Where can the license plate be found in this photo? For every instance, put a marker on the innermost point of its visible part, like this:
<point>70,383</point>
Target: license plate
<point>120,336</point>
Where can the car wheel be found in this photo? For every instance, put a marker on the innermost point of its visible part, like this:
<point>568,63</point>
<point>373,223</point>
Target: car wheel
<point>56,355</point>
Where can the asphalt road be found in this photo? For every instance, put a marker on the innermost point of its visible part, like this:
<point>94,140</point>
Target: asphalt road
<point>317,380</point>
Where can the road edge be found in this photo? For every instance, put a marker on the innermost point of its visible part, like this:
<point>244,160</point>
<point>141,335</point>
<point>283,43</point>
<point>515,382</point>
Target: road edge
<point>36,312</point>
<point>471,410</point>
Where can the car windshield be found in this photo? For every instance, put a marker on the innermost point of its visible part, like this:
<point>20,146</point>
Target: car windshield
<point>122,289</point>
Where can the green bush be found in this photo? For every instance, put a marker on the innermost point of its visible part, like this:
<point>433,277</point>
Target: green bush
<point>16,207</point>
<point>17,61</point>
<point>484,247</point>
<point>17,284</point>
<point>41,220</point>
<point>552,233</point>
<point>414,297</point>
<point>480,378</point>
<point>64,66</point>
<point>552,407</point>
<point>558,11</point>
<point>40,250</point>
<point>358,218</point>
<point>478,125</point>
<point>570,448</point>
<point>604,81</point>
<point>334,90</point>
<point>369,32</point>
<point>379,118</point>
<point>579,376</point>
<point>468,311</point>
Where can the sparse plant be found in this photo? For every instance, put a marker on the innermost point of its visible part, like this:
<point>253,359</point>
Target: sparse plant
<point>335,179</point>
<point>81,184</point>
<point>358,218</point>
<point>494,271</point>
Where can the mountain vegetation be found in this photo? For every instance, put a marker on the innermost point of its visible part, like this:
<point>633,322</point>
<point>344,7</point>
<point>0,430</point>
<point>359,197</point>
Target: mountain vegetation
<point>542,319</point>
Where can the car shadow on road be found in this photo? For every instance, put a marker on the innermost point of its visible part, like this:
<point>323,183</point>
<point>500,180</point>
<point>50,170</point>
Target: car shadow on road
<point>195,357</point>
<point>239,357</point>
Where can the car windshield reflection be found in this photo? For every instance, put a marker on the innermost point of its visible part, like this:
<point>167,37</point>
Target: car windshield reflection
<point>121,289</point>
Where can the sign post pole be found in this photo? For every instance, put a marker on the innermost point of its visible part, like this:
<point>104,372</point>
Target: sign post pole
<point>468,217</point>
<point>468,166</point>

▸ Task instructions: Retype the listing above word for word.

▸ Output of the task:
Where can the license plate be found in this photo? For every instance, put a marker on the innermost point of its visible part, like this:
<point>70,383</point>
Target: license plate
<point>120,336</point>
Where can the car wheel be found in this photo? For every instance, put a marker on the innermost point of its visible part, like this:
<point>568,63</point>
<point>373,223</point>
Target: car wheel
<point>56,355</point>
Where can the asphalt road be found in this photo? For every instance, put a marker on the innermost point of its visible part, like this:
<point>94,140</point>
Target: asphalt road
<point>317,380</point>
Where can the road edge be found in this photo? For every instance, put a marker on the innermost point of its visible part, like this:
<point>244,160</point>
<point>141,335</point>
<point>283,43</point>
<point>515,382</point>
Target: road edge
<point>36,312</point>
<point>471,410</point>
Where can the car windshield be found in this photo? For every instance, put a marker on the innermost point of its visible part, like this:
<point>20,146</point>
Target: car windshield
<point>122,289</point>
Where can the green bush be found in this photo? For every instance, put a marker on the innermost point of its visible part, like this:
<point>433,277</point>
Target: green bush
<point>16,207</point>
<point>17,61</point>
<point>484,247</point>
<point>17,284</point>
<point>41,220</point>
<point>552,233</point>
<point>414,297</point>
<point>480,378</point>
<point>64,66</point>
<point>552,407</point>
<point>558,11</point>
<point>40,250</point>
<point>358,218</point>
<point>478,125</point>
<point>570,448</point>
<point>604,81</point>
<point>334,90</point>
<point>369,32</point>
<point>379,118</point>
<point>579,376</point>
<point>468,311</point>
Where can the sparse plant be found in this photo? For every instance, put a marker on the innermost point of its visible part, like this:
<point>253,359</point>
Target: sparse plant
<point>335,179</point>
<point>81,184</point>
<point>358,218</point>
<point>494,271</point>
Where can the mountain vegetation be found in this photo? For every instance, put a marker on the innermost point of its visible part, like this:
<point>633,322</point>
<point>344,7</point>
<point>0,430</point>
<point>359,197</point>
Target: mountain vegetation
<point>542,319</point>
Where can the car shadow on road be found in this photo? For every instance, put a marker on the innermost point of its visible part, like this:
<point>323,183</point>
<point>500,180</point>
<point>50,170</point>
Target: car shadow on road
<point>195,357</point>
<point>239,357</point>
Where can the car windshield reflection be found in this photo? For every instance, put a marker on the innermost point of its visible part, like this:
<point>167,37</point>
Target: car windshield reflection
<point>121,289</point>
Where can the sign post pole be found in this photo? For every instance, put a marker on the innermost point of its visible part, like this:
<point>104,372</point>
Target: sign post pole
<point>468,217</point>
<point>468,166</point>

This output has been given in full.